═════ EXTRACTED TEXT ═════

HIV-1 protease flaps spontaneously close to the correct structure in simulations following manual placement of an inhibitor into the open state.

We report unrestrained, all-atom molecular dynamics simulations of HIV-1 protease (HIV-PR) with a continuum solvent model that reproducibly sample closing of the active site flaps following manual placement of a cyclic urea inhibitor into the substrate binding site of the open protease. The open form was obtained from the unbound, semi-open HIV-PR crystal structure, which we recently reported (Hornak, V.; et al. Proc. Natl. Acad. Sci. U.S.A. 2006, 103, 915-920.) to have spontaneously opened during unrestrained dynamics. In those simulations, the transiently open flaps always returned to the semi-open form that is observed in all crystal structures of the free protease. Here, we show that manual docking of the inhibitor reproducibly induces spontaneous conversion to the closed form as seen in all inhibitor-bound HIV-PR crystal structures. These simulations reproduced not only the greater degree of flap closure, but also the striking difference in flap "handedness" between bound and free enzyme. In most of the simulations, the final structures were highly accurate. Root-mean-square deviations (RMSD) from the crystal structure of the complex were approximately 1.5 A (averaged over the last 100 ps) for the inhibitor and each flap despite initial RMSD of 2-5 A for the inhibitors and 6-11 A for the flaps. Key hydrogen bonds were formed between the flap tips and between flaps and inhibitor that match those seen in the crystal structure. The results demonstrate that all-atom simulations have the ability to significantly improve poorly docked ligand conformations and reproduce large-scale receptor conformational changes that occur upon binding.

═════ LISTED RECORDS ═════

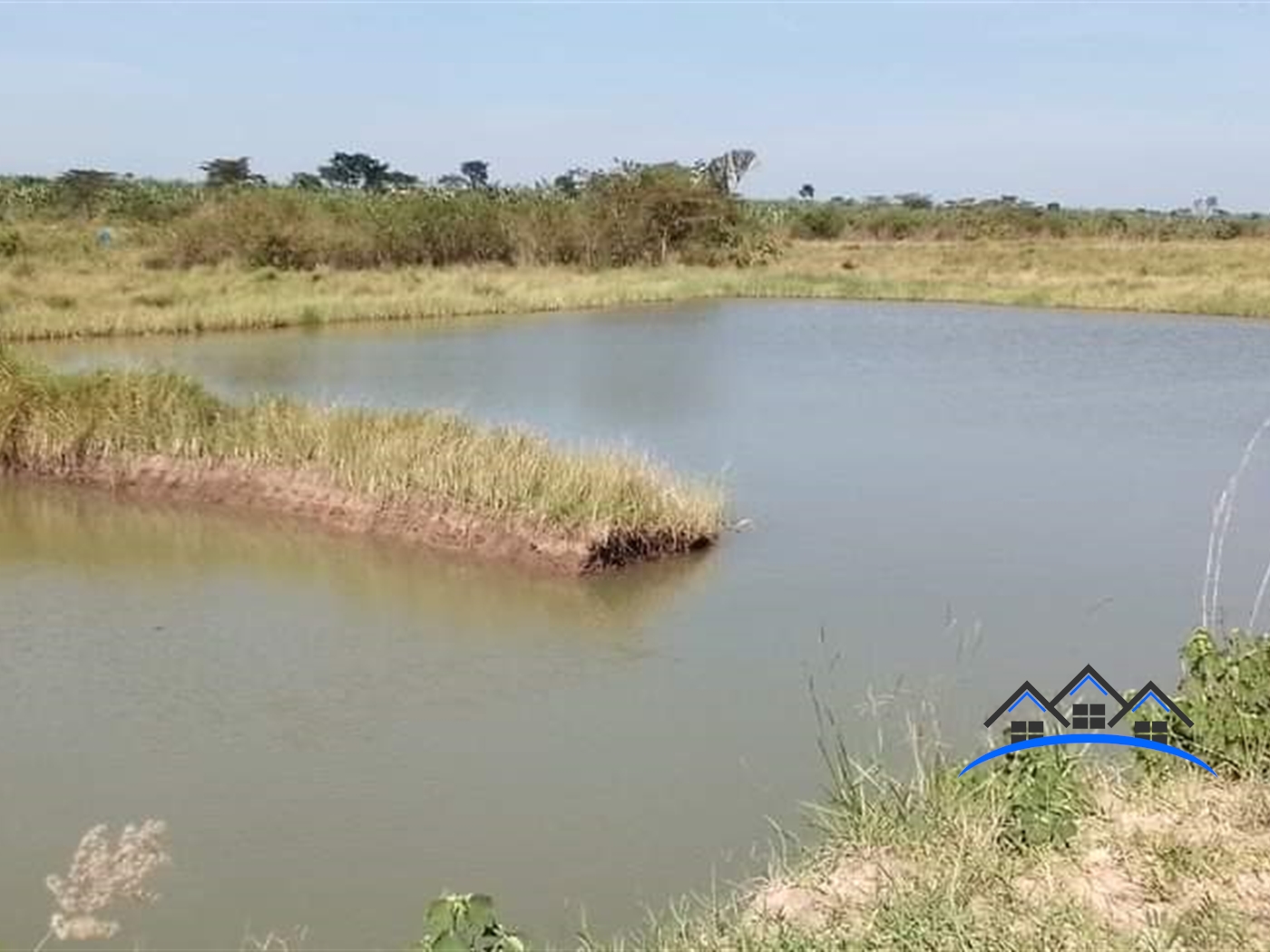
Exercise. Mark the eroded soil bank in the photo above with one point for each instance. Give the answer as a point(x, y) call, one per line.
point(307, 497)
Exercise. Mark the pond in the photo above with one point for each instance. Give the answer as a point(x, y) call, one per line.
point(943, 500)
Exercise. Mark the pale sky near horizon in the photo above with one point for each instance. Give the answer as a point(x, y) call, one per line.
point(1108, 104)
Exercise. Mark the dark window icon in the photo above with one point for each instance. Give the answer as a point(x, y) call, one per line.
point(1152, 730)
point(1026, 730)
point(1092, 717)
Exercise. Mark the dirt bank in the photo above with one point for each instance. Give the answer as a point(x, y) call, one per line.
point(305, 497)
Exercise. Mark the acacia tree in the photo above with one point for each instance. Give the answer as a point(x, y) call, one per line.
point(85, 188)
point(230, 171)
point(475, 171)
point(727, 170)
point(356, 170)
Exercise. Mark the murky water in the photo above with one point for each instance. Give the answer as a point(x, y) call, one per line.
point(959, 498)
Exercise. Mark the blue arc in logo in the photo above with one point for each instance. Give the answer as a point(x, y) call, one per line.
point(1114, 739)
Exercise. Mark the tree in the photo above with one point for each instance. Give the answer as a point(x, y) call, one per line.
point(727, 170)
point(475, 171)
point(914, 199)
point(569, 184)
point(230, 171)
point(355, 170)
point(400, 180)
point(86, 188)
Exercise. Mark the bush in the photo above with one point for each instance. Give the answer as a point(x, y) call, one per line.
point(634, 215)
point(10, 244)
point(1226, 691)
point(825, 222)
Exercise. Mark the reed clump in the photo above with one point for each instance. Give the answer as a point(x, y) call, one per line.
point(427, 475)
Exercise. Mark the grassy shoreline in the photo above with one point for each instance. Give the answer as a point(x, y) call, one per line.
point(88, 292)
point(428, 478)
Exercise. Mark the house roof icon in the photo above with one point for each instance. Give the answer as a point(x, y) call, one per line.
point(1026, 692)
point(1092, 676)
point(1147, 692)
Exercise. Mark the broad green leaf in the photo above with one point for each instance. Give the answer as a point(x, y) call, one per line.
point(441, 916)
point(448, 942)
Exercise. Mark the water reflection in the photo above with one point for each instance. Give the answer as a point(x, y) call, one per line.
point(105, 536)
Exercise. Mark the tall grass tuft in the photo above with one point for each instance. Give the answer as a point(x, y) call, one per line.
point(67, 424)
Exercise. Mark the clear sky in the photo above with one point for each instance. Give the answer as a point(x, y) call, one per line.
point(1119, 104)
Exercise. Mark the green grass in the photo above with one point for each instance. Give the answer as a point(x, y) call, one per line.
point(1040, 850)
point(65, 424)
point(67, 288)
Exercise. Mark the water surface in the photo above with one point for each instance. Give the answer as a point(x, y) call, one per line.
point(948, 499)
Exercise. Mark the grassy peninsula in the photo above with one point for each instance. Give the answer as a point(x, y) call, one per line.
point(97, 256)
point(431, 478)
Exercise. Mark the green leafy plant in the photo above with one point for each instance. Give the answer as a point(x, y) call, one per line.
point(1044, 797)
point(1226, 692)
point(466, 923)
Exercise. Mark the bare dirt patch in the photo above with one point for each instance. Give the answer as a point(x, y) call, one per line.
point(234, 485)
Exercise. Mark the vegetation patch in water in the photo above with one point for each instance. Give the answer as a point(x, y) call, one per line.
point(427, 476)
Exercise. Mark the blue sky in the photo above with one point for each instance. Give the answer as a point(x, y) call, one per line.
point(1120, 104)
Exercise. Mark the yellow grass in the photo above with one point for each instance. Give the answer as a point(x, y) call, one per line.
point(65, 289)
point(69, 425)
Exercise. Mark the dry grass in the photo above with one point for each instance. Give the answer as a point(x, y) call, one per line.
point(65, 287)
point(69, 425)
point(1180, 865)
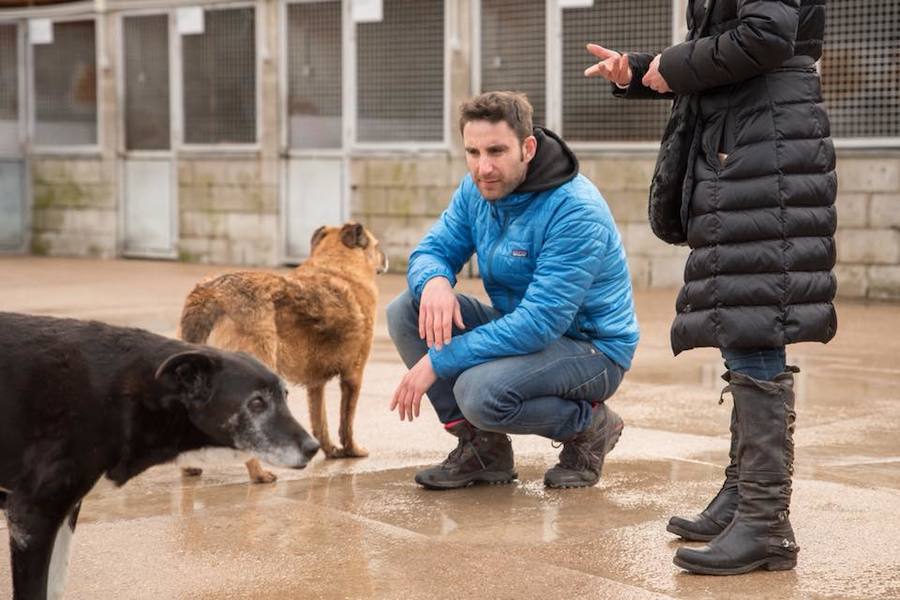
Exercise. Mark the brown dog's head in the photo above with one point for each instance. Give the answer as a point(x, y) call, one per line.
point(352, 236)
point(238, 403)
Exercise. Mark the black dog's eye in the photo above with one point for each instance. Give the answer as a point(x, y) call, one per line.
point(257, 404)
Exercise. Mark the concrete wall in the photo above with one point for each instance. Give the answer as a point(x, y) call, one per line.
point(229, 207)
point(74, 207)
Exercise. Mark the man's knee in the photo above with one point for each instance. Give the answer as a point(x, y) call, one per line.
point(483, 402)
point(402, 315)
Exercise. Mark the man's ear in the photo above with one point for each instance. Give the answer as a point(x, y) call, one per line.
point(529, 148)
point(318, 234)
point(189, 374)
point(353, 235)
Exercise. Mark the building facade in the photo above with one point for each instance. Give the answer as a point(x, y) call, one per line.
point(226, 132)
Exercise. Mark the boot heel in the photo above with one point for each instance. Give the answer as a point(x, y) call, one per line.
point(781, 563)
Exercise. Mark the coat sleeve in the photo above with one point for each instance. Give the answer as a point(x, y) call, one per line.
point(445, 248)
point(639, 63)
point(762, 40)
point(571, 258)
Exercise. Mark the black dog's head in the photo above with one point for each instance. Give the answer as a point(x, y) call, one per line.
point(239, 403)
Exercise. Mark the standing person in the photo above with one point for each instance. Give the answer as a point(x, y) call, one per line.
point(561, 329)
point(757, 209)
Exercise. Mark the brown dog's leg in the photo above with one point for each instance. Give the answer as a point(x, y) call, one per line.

═════

● WHAT IS EXPECTED
In the abstract on HIV-1 protease flap closure, what was the initial RMSD range for the flaps?

● RESULT OF THE EXERCISE
6–11 Å